PROBLEM TO SOLVE: Tally the lines of the entries below that contain the string "dark", treating uppercase and lowercase as different. Give only the number.

Entries of labeled points:
________
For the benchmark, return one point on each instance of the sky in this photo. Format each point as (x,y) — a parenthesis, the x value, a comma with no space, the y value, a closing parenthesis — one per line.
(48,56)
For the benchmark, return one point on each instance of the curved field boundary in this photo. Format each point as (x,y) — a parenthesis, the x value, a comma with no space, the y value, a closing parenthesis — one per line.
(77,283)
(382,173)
________
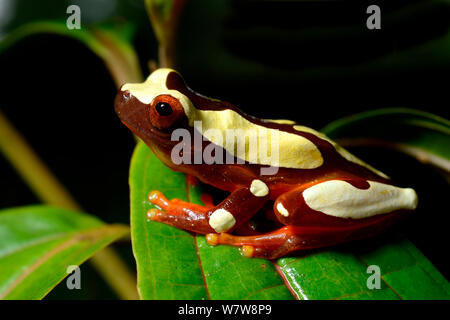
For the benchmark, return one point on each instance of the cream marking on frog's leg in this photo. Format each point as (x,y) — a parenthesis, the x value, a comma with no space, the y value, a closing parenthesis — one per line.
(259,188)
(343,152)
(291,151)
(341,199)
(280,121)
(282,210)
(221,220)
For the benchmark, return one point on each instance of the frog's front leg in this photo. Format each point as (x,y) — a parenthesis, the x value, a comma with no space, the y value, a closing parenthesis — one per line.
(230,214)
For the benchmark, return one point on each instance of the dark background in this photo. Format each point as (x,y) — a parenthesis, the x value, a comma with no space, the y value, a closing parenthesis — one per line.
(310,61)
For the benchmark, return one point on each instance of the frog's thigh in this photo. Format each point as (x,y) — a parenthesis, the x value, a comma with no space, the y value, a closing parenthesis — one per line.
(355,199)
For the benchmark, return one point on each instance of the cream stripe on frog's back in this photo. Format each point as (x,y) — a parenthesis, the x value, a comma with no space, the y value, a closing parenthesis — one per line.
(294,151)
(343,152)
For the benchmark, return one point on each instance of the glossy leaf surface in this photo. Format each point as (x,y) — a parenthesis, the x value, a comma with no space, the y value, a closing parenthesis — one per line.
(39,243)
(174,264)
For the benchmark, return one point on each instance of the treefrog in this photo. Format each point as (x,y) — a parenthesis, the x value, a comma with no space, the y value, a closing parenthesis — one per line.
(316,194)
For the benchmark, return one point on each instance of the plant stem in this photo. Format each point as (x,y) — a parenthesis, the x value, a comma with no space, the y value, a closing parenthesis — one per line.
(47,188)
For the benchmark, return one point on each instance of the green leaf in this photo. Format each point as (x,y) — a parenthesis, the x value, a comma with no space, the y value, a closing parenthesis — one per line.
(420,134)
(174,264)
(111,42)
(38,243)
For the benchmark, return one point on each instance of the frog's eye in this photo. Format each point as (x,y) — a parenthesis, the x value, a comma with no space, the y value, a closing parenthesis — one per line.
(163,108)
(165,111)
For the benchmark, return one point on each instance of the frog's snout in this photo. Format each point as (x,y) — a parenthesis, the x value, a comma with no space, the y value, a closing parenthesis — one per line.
________
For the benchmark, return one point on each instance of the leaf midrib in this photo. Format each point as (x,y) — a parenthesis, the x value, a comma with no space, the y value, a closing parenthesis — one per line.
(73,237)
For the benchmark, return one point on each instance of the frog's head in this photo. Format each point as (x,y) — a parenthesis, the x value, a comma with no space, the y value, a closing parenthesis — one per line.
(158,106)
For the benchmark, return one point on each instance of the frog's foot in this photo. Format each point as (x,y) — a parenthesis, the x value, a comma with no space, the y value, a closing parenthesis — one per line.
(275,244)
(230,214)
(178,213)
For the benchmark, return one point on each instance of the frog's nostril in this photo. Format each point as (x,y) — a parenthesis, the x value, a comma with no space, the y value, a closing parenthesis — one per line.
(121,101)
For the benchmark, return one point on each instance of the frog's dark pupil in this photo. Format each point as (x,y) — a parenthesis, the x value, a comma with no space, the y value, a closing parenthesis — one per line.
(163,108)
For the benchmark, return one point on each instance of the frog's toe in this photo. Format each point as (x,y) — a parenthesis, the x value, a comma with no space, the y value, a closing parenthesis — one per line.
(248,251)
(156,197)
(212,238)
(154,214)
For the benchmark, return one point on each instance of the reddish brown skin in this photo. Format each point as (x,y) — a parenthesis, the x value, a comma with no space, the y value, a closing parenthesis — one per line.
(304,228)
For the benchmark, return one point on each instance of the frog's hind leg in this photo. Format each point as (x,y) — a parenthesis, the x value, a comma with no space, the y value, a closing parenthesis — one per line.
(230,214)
________
EXERCISE SOLUTION: 2